### REQUIREMENTS
Substitute "corner points" for "vertices" in the listing, starting at its first line and ending at the line containing "[[[697,470],[697,356],[13,354],[0,476],[668,476]]]". Reproduce only those lines, with everything else unchanged.

### DATA FOR THIS TASK
══════════════════════════════
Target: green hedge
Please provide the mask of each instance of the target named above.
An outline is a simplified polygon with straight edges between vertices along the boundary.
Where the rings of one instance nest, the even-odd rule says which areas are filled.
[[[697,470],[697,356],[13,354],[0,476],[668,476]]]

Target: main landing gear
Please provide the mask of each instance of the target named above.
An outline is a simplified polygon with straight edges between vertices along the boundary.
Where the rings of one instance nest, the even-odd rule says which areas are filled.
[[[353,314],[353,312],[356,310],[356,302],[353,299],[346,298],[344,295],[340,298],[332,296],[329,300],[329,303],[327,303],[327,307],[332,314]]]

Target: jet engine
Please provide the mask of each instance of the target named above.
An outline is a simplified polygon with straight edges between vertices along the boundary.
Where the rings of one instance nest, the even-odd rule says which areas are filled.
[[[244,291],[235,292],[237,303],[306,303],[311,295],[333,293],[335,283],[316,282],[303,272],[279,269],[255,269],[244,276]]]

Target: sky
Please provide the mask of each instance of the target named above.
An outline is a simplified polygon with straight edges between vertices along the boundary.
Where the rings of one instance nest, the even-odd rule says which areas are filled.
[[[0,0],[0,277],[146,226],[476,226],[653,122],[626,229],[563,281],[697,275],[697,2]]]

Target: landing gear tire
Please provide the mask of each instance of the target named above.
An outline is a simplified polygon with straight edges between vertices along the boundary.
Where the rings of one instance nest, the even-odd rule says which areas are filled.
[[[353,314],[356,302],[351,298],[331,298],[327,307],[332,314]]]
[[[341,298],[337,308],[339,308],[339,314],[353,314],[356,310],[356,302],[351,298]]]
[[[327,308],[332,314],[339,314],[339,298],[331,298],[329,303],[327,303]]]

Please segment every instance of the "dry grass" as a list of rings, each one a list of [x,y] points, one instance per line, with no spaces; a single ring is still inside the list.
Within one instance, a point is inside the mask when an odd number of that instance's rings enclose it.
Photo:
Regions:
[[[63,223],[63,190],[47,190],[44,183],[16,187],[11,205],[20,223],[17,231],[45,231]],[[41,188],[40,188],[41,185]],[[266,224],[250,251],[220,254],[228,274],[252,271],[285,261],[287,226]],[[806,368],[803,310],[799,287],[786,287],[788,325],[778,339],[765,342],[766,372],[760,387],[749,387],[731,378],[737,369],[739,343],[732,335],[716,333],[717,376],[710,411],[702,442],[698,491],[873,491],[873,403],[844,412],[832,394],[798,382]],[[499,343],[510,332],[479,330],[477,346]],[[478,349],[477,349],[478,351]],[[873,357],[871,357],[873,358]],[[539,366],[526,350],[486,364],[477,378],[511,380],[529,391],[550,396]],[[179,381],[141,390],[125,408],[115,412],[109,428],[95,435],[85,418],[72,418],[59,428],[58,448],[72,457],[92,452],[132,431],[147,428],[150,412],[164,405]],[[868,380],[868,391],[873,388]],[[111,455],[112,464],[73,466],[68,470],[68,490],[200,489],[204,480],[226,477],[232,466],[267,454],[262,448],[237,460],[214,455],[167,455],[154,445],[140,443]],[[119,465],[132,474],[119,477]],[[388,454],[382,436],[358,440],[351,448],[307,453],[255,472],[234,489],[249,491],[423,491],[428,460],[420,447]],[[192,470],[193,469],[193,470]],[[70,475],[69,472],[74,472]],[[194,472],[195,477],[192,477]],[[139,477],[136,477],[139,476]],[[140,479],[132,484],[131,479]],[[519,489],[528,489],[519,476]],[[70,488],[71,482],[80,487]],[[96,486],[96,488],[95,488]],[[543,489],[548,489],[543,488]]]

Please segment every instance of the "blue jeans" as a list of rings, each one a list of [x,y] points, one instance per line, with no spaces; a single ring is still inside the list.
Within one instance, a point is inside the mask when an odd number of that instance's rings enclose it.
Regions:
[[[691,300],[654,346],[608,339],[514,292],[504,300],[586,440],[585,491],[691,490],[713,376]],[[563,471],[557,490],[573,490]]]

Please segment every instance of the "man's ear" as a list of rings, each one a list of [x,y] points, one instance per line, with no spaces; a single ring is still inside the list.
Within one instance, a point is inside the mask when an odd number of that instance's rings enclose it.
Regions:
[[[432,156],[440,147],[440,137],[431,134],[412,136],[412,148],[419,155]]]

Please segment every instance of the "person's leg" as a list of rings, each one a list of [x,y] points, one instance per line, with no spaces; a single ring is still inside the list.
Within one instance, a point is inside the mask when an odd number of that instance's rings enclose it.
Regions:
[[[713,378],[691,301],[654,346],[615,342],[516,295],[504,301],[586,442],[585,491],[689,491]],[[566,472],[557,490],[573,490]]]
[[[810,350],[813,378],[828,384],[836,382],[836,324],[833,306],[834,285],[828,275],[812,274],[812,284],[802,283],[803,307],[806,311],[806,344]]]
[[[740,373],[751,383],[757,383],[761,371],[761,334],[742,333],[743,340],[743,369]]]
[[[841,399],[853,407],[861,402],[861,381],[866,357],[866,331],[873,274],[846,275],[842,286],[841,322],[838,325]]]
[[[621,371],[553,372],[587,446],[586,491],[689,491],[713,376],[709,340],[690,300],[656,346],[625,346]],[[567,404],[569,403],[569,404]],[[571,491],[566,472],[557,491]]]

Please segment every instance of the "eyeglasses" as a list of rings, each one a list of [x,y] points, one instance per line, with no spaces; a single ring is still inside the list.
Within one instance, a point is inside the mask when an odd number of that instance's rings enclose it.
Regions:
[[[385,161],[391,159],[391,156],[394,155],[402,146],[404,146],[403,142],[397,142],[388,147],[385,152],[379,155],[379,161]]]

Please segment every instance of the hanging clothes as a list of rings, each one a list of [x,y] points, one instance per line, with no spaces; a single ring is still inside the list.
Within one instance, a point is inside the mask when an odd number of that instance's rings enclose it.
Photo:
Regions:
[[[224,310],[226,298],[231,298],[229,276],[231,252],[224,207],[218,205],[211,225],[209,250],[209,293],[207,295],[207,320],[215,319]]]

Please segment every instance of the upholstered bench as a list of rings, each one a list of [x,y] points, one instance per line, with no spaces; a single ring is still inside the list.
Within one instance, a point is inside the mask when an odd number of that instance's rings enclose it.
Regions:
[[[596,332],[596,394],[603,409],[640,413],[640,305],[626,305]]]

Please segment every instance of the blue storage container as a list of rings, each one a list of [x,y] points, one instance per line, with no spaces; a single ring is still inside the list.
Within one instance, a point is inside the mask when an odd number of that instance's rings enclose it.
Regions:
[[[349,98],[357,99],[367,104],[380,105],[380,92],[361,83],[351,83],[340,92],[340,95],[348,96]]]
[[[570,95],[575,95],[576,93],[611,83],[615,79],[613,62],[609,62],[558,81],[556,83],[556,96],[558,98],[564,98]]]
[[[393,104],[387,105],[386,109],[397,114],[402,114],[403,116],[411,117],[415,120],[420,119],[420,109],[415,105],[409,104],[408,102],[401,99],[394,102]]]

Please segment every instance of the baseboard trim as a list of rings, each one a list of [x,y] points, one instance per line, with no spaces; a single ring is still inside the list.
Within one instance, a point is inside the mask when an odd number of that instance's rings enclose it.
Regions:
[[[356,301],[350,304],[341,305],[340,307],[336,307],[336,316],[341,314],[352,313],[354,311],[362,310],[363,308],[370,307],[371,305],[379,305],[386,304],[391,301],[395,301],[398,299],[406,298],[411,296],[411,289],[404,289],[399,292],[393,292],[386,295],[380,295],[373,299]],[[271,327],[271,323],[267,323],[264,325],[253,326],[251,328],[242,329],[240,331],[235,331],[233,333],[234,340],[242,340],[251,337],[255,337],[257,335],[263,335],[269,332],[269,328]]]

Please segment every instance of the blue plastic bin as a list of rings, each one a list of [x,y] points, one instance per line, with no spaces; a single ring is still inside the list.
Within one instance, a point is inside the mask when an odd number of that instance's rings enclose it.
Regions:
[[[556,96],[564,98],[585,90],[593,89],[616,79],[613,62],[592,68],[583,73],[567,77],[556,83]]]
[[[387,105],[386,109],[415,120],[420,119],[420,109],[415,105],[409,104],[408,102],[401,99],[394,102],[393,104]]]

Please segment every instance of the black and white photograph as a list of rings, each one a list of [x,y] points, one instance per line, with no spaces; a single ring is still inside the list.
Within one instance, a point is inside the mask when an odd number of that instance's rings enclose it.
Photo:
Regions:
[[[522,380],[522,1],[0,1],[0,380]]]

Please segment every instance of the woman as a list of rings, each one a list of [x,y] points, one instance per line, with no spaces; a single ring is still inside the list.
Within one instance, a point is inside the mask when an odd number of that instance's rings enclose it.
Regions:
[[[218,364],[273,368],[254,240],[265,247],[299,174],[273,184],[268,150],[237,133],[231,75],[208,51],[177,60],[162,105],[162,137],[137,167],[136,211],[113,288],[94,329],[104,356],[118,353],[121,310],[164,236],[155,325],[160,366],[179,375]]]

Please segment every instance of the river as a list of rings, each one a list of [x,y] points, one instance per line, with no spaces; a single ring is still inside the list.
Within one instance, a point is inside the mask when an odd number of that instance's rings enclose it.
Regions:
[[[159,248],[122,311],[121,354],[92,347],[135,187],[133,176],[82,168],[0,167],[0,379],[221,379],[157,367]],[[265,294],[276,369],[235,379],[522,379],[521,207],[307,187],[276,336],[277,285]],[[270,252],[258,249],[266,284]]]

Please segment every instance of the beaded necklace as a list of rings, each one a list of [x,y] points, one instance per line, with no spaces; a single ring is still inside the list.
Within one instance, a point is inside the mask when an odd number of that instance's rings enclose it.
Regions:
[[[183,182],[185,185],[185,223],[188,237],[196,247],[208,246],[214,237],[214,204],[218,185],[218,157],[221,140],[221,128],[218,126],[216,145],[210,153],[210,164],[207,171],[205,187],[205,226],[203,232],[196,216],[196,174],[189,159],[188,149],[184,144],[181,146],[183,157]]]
══════════════════════════════
### ANSWER FOR THIS EXERCISE
Target: green hedge
Please provide the mask of each instance of the target named above.
An outline is a simplified polygon with straight edges between corner points along the boundary.
Where the rings of one instance nest, the even-odd rule says which areas are filled.
[[[697,470],[697,356],[13,354],[0,476],[668,476]]]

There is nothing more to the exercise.